Exactly as they appear, output all of the entries.

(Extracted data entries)
=-=-=

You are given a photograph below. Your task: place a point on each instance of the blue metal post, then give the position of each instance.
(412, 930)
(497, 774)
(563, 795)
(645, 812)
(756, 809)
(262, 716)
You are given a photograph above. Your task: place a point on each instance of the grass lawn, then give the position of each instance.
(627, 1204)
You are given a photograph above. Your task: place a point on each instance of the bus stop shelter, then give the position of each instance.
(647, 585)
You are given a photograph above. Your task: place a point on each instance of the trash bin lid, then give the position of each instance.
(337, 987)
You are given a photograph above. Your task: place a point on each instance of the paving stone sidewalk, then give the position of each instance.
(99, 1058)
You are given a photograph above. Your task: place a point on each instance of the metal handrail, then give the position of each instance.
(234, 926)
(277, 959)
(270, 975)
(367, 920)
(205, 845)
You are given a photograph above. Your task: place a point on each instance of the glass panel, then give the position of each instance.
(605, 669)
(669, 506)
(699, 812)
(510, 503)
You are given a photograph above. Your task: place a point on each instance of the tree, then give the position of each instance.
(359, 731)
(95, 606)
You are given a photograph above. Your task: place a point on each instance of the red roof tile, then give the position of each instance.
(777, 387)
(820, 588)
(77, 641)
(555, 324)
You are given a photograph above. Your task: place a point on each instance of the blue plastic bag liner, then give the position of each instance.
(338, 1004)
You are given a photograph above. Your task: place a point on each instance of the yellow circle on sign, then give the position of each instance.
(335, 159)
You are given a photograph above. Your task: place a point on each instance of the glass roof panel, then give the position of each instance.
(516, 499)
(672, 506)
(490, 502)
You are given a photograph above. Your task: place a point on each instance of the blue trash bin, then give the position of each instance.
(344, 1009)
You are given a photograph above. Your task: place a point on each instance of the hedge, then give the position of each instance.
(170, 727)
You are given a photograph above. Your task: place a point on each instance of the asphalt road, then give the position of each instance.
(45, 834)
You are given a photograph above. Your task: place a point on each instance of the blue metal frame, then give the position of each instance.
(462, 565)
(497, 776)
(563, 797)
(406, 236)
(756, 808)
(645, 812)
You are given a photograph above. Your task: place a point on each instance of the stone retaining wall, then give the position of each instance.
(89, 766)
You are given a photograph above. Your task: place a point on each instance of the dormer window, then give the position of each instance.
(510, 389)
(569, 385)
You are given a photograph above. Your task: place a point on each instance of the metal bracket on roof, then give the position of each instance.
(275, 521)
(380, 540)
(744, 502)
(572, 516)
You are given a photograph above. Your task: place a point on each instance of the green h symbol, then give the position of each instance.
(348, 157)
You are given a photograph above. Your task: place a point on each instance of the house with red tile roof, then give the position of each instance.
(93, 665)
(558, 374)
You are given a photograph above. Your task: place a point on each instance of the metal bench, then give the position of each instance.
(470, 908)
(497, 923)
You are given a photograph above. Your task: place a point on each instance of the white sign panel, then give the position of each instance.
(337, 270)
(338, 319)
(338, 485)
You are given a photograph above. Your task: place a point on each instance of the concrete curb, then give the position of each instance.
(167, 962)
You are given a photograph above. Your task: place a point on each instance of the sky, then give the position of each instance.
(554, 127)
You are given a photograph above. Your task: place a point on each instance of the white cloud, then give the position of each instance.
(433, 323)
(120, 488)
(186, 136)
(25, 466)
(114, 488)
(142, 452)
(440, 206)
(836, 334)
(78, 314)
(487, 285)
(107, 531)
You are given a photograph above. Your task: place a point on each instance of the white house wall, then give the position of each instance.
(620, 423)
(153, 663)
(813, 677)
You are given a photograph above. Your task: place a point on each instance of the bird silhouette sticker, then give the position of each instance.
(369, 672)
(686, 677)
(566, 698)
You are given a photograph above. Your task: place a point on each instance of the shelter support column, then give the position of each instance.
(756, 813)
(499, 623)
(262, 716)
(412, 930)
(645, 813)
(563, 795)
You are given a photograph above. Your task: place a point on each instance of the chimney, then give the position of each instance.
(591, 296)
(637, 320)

=-=-=

**Expected answer**
You are given a photograph below. Your task: place a point on each instance of the blue metal post, then give the position of each instance.
(412, 930)
(497, 774)
(563, 795)
(645, 812)
(756, 809)
(262, 716)
You are given a photograph above. Your task: place a point on each instance of the grass lawn, then give the position of each instance.
(627, 1204)
You are given a photograph above. Your task: place a point on each instance of the bus stop shelter, then give the position of each instance.
(647, 585)
You are given a photograph above. Your task: place a point on each instance of the trash bin lid, then give the position of each instance.
(337, 987)
You are given a photograph above. Your task: place a point on each instance of the paving stone sidewalk, then give the position of each instance.
(99, 1058)
You are given a photograph above. Your task: place a point on each instance of the metal handrail, then give the position of each instance.
(234, 926)
(277, 959)
(270, 975)
(367, 920)
(205, 845)
You are given a photograph above. Your task: place a point on each instance of the glass panel, then give the position of each instance.
(605, 669)
(669, 506)
(699, 812)
(510, 503)
You are given a photograph above. Your task: place a point on each instance of the tree, then give the position of each instance.
(359, 731)
(95, 606)
You are given a photograph above. Your task: place a point on each instance of the red roof tile, then give the position of each instance.
(777, 387)
(820, 588)
(77, 641)
(555, 324)
You are given a photograph above. Your task: place a point on each instance of the blue plastic bag liner, then give the position of each instance.
(338, 1004)
You are given a photograph above. Your task: place a point on each instance of the yellow circle on sign, then give the position of each instance.
(335, 159)
You are given a photograph above. Your task: place a point on each instance of the glass roof panel, then give the position of each instance.
(516, 499)
(672, 506)
(490, 502)
You are given a photograph above. Your task: place a point on each instance of the blue trash bin, then give the position of each instance.
(344, 1009)
You are given a photograph above. Your task: place a point on each instance of the hedge, then give the position of each instance.
(170, 727)
You are given a photograph above. Your task: place a point on each instance of the asphalt road, then give the position of each instance.
(45, 834)
You are given a photograph above. Your task: place a point on each instance of the blue metal frame, then give the position of each instance.
(462, 565)
(497, 776)
(563, 797)
(406, 236)
(756, 808)
(645, 812)
You are given a photograph above. Your task: place a point on each instance of the stone retaining wall, then give the position of each instance.
(89, 766)
You are given a photograph above. Your task: place a point on each instance of the dormer window, then give the position of each instance.
(510, 389)
(569, 385)
You are given a photograph above. Your task: place a point on each instance of the metal bracket on roof, then give the position of each instance.
(275, 521)
(380, 540)
(744, 502)
(572, 516)
You are given a photograph above. Your task: place a point on each instance of the green h symbol, then give the position of each instance.
(348, 157)
You are given a photograph above. Your task: place a point on each instance of the house with red tile roof, then give the position of each instance.
(93, 665)
(558, 374)
You are given a photograph above. Your task: place a point on each instance of the metal bench, then give the position of each instance.
(470, 908)
(497, 923)
You are given a photograph above. Your task: place a point on each instance of the white sign panel, then give the position of each instance.
(337, 270)
(338, 319)
(338, 485)
You are given a photograph above. Your task: place a point on each instance of the concrete curb, then give the position of each instance.
(167, 962)
You are given a photograph above. Your task: place a point on each instance of the sky, then give the position of each instance.
(554, 127)
You are given a photograph above. Your task: place a point on each instance of the white cloud, then give the position of each instance.
(433, 323)
(120, 488)
(186, 136)
(25, 466)
(114, 488)
(142, 452)
(440, 206)
(836, 334)
(78, 314)
(487, 285)
(107, 531)
You are given a photograph above. Your task: place a point on each instance of the white house wall, then give the position of each instance.
(620, 423)
(153, 663)
(813, 677)
You are given a photograph above. Your task: place a point on each instance of the bird silhouette sticker, then give the position of each instance.
(369, 672)
(686, 677)
(566, 698)
You are given a photograph above. Your task: place a point on each instance of the shelter support column, then give the position of each instance.
(756, 813)
(499, 623)
(262, 716)
(412, 930)
(645, 813)
(563, 795)
You are given a photograph above. Your task: place a point on each instance of the chimney, then give the position of each instance.
(591, 296)
(637, 320)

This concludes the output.